EXERCISE DETAILS: Which lines in the listing below contain the string "woman"? Copy each of them.

[start]

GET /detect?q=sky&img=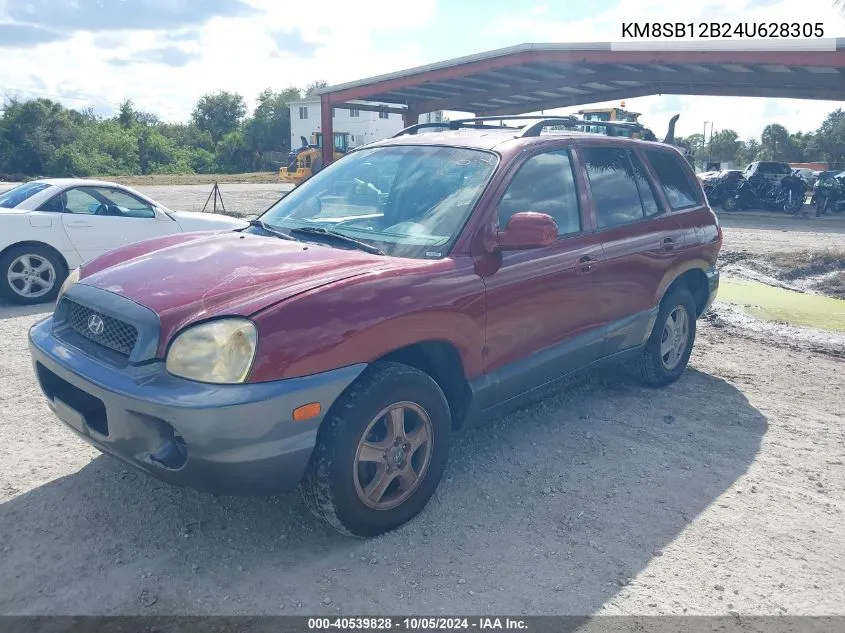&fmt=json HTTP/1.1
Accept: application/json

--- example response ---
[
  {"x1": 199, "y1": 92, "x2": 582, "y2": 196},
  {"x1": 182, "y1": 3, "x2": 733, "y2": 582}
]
[{"x1": 0, "y1": 0, "x2": 845, "y2": 138}]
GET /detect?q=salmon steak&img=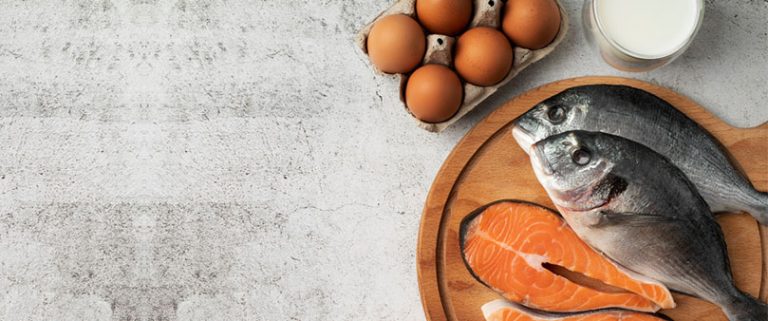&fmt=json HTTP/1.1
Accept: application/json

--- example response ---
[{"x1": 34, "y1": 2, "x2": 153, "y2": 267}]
[
  {"x1": 482, "y1": 300, "x2": 666, "y2": 321},
  {"x1": 460, "y1": 200, "x2": 675, "y2": 312}
]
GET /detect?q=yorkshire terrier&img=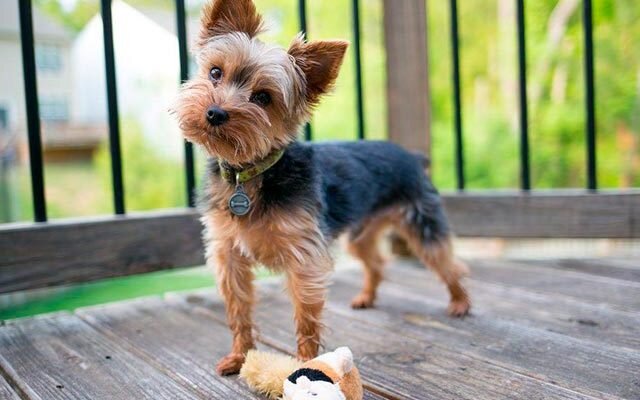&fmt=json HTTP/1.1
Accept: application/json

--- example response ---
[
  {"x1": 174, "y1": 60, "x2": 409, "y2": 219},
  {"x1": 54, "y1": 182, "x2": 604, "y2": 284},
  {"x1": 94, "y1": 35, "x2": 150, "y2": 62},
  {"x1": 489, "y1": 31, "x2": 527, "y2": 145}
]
[{"x1": 173, "y1": 0, "x2": 470, "y2": 375}]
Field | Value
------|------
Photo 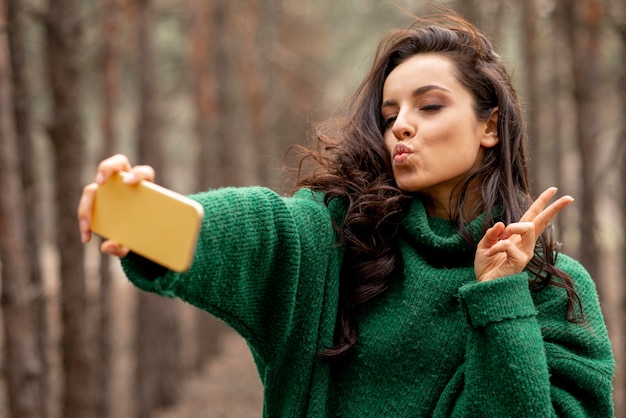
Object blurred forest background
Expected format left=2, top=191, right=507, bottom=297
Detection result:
left=0, top=0, right=626, bottom=418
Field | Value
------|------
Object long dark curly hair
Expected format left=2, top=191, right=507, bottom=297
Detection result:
left=297, top=14, right=584, bottom=359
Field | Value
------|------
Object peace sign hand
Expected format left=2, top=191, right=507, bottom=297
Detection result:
left=474, top=187, right=574, bottom=282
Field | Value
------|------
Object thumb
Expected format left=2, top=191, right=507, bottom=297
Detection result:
left=478, top=222, right=505, bottom=250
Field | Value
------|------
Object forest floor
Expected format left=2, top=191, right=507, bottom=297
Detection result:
left=154, top=330, right=263, bottom=418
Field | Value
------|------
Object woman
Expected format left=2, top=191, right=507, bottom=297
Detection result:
left=78, top=12, right=614, bottom=417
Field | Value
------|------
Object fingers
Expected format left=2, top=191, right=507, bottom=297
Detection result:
left=520, top=187, right=574, bottom=235
left=478, top=222, right=505, bottom=249
left=533, top=196, right=574, bottom=235
left=77, top=154, right=155, bottom=248
left=485, top=222, right=536, bottom=260
left=100, top=240, right=130, bottom=258
left=122, top=165, right=154, bottom=184
left=95, top=154, right=131, bottom=185
left=77, top=183, right=98, bottom=243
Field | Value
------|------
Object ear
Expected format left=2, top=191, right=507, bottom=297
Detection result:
left=480, top=107, right=500, bottom=148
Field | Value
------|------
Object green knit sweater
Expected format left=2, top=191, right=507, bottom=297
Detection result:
left=122, top=187, right=614, bottom=417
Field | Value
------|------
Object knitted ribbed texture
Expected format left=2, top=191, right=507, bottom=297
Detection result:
left=123, top=188, right=614, bottom=417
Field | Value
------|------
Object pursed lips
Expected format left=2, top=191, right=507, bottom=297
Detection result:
left=393, top=143, right=413, bottom=164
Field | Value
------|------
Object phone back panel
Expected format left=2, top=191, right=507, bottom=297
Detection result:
left=91, top=174, right=204, bottom=271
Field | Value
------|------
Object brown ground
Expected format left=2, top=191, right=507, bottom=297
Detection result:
left=154, top=331, right=263, bottom=418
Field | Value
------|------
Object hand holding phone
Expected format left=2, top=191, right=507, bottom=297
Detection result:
left=91, top=173, right=204, bottom=271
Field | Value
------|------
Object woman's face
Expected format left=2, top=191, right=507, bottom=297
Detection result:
left=381, top=54, right=498, bottom=218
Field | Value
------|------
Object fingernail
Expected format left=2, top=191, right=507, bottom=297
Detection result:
left=123, top=171, right=137, bottom=184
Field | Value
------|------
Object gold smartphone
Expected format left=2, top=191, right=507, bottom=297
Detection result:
left=91, top=173, right=204, bottom=272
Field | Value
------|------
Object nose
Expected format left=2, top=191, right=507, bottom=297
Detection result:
left=391, top=112, right=416, bottom=141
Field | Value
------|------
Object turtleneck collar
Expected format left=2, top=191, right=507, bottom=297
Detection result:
left=401, top=197, right=485, bottom=265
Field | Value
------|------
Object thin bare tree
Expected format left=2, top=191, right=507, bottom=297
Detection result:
left=563, top=0, right=605, bottom=284
left=43, top=0, right=97, bottom=417
left=97, top=0, right=120, bottom=418
left=135, top=0, right=182, bottom=418
left=6, top=0, right=49, bottom=418
left=0, top=0, right=44, bottom=418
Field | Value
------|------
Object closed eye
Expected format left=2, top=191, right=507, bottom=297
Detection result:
left=420, top=104, right=443, bottom=112
left=383, top=116, right=397, bottom=129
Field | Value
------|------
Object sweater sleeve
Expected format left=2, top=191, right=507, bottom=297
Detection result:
left=122, top=187, right=336, bottom=361
left=440, top=255, right=615, bottom=417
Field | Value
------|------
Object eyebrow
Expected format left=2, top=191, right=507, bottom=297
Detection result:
left=381, top=84, right=451, bottom=108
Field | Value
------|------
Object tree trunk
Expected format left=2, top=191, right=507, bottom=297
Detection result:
left=189, top=0, right=225, bottom=370
left=6, top=0, right=49, bottom=418
left=46, top=0, right=96, bottom=418
left=0, top=0, right=44, bottom=418
left=189, top=0, right=223, bottom=190
left=98, top=0, right=120, bottom=418
left=564, top=0, right=604, bottom=284
left=135, top=0, right=181, bottom=418
left=520, top=0, right=543, bottom=195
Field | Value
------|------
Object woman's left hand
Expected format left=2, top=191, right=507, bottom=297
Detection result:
left=474, top=187, right=574, bottom=282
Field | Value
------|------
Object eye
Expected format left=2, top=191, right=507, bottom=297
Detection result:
left=420, top=104, right=443, bottom=112
left=383, top=116, right=397, bottom=129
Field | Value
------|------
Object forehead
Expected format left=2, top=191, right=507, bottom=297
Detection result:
left=383, top=54, right=464, bottom=96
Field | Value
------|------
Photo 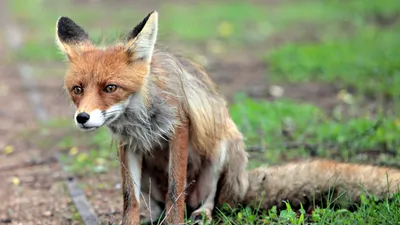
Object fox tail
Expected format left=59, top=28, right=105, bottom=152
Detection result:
left=243, top=160, right=400, bottom=210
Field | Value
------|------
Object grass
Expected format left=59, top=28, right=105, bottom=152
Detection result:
left=8, top=0, right=400, bottom=224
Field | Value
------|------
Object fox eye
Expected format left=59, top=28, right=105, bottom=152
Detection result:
left=72, top=86, right=83, bottom=95
left=104, top=84, right=117, bottom=93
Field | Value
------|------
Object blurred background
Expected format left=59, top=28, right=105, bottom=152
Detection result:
left=0, top=0, right=400, bottom=224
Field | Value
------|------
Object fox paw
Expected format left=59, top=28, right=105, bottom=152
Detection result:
left=190, top=208, right=212, bottom=225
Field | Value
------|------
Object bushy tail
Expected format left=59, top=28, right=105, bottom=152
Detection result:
left=243, top=160, right=400, bottom=209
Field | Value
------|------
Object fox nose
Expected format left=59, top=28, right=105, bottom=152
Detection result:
left=76, top=112, right=90, bottom=124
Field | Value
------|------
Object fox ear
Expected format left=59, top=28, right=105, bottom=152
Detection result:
left=126, top=11, right=158, bottom=63
left=56, top=16, right=91, bottom=59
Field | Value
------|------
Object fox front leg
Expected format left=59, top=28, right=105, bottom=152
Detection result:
left=119, top=145, right=142, bottom=225
left=166, top=124, right=189, bottom=224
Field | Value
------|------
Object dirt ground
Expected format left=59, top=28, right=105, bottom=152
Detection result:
left=0, top=0, right=344, bottom=225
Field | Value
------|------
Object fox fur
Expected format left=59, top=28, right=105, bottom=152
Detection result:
left=56, top=11, right=400, bottom=224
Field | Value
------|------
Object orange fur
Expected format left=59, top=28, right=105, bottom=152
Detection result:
left=119, top=143, right=140, bottom=225
left=57, top=12, right=400, bottom=225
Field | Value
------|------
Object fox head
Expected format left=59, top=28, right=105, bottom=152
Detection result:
left=56, top=11, right=158, bottom=131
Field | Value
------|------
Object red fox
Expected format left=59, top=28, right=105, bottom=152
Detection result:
left=56, top=11, right=400, bottom=224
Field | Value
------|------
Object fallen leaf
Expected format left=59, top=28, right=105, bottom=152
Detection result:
left=69, top=147, right=78, bottom=155
left=12, top=177, right=21, bottom=186
left=3, top=145, right=14, bottom=155
left=76, top=153, right=89, bottom=163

[end]

EXERCISE RESULT:
Object woman
Object woman's face
Object woman's left hand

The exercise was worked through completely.